### PAGE TEXT
— BEGIN —
|New Respect for C.S.Lewis
Over the last few weeks I have been reading the C.S.Lewis parody "The Screwtape Letters." I posted once before on a quick impression one of the early ones made on me, and now that I have completed it, I will post at greater length.
The book itself is a compilation of the mythical correspondence between Screwtape, an Administrative level devil, and Wormwood, his apprentice who is charged with the corruption of a single soul in England at the onset of World War II. As parody, it must be understood not to be taken literally; in fact, the author himself writes "Readers are advised to remember that the devil is a liar. Not everything that Screwtape says should be assumed to be true even from his own angle."
That said, this is a remarkable work of prescience. Many of the "techniques" Screwtape attempts to confer upon Wormwood have actually been recognizable patterns of thought in recent memory. I am sure that Lewis is merely commenting on trends that he noticed in his own lifetime, but it is remarkable that this is so relevant 60 years after it was written.
— END —
Coordinate annotation records:
— BEGIN —
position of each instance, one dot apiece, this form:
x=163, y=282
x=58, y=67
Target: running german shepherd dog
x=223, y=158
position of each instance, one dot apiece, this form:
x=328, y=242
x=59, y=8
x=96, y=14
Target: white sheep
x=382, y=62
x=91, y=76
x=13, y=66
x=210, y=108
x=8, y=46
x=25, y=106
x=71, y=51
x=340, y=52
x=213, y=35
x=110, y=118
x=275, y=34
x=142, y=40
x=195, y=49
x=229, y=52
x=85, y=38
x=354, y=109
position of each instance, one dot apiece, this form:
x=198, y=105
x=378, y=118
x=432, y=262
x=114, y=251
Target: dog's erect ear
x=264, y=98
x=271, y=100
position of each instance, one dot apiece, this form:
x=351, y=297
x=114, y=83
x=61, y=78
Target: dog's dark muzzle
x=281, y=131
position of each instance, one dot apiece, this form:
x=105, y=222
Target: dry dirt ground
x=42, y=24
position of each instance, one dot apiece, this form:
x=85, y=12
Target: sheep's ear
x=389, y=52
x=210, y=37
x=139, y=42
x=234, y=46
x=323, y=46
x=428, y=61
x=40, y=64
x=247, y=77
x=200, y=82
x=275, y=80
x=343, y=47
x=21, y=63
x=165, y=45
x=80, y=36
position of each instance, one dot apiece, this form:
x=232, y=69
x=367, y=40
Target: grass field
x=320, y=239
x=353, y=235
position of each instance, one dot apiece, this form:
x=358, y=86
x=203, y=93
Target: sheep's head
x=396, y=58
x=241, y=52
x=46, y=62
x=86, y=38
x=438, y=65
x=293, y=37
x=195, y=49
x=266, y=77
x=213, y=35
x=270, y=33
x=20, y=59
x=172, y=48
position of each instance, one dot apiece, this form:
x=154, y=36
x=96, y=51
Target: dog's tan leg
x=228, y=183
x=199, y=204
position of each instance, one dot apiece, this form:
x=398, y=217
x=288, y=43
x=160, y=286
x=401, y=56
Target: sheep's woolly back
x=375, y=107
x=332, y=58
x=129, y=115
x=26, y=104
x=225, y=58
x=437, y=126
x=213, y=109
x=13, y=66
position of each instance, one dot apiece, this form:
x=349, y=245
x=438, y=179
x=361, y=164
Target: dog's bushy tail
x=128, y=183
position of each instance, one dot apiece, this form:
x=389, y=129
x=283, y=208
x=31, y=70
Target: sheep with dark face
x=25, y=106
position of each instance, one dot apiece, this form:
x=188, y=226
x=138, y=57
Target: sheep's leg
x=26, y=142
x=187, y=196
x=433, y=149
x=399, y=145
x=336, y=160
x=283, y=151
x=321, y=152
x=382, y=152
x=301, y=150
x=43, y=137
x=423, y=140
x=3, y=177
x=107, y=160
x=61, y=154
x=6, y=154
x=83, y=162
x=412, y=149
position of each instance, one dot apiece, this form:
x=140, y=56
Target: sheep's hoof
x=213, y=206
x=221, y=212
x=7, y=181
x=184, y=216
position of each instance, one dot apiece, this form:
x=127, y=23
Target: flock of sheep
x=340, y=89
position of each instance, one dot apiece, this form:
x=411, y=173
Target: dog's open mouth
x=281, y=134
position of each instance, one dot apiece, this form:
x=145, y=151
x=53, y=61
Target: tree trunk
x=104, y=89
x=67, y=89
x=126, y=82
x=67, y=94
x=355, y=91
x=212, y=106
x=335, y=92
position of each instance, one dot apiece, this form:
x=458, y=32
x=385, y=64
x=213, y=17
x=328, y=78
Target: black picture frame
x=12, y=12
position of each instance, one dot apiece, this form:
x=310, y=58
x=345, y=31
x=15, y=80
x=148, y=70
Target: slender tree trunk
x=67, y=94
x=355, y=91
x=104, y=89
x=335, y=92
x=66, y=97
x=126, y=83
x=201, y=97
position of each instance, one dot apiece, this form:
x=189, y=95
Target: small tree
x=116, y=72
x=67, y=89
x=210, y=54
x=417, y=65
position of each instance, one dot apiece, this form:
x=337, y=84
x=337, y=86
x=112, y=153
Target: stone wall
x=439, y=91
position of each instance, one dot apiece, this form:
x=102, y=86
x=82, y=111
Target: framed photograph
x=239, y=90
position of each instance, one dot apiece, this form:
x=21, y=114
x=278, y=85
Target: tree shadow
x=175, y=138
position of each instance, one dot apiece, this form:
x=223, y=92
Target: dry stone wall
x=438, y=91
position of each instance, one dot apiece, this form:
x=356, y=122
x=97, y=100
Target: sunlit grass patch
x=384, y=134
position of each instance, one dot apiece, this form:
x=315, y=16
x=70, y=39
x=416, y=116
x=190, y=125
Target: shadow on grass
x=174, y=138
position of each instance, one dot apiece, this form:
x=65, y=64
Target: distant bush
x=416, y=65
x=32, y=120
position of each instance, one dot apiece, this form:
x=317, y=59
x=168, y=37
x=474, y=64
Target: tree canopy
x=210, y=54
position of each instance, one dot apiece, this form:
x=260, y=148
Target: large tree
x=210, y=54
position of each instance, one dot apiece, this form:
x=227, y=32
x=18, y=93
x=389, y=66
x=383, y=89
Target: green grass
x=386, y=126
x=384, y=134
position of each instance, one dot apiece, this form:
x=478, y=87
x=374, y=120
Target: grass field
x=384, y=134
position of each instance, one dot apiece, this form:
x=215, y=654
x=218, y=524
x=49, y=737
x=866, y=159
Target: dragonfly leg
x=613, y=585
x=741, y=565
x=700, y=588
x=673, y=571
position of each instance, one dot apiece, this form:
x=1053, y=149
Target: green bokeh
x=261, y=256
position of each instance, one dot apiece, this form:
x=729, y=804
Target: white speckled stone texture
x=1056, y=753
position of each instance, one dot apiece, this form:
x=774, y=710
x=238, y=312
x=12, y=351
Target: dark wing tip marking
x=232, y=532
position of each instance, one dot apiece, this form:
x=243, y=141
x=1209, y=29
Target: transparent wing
— END —
### WHAT TO DO
- 1) Shorten the paragraph of the post on C.S. Lewis that begins "The book itself is a compilation," keeping its main facts.
- 2) Copy word for word the part of the post on C.S. Lewis from "That said, this" to "it was written.".

### ANSWERS TO THE EXERCISE
- 1) "The Screwtape Letters" is a collection of made-up letters between Screwtape, a devil at the administrative level, and Wormwood, his apprentice, who is tasked with corrupting one soul in England as World War II begins. Since it is parody, it should not be read literally. Lewis himself warns readers that the devil is a liar and that not everything Screwtape says is true, even from his own point of view.

- 2)
That said, this is a remarkable work of prescience. Many of the "techniques" Screwtape attempts to confer upon Wormwood have actually been recognizable patterns of thought in recent memory. I am sure that Lewis is merely commenting on trends that he noticed in his own lifetime, but it is remarkable that this is so relevant 60 years after it was written.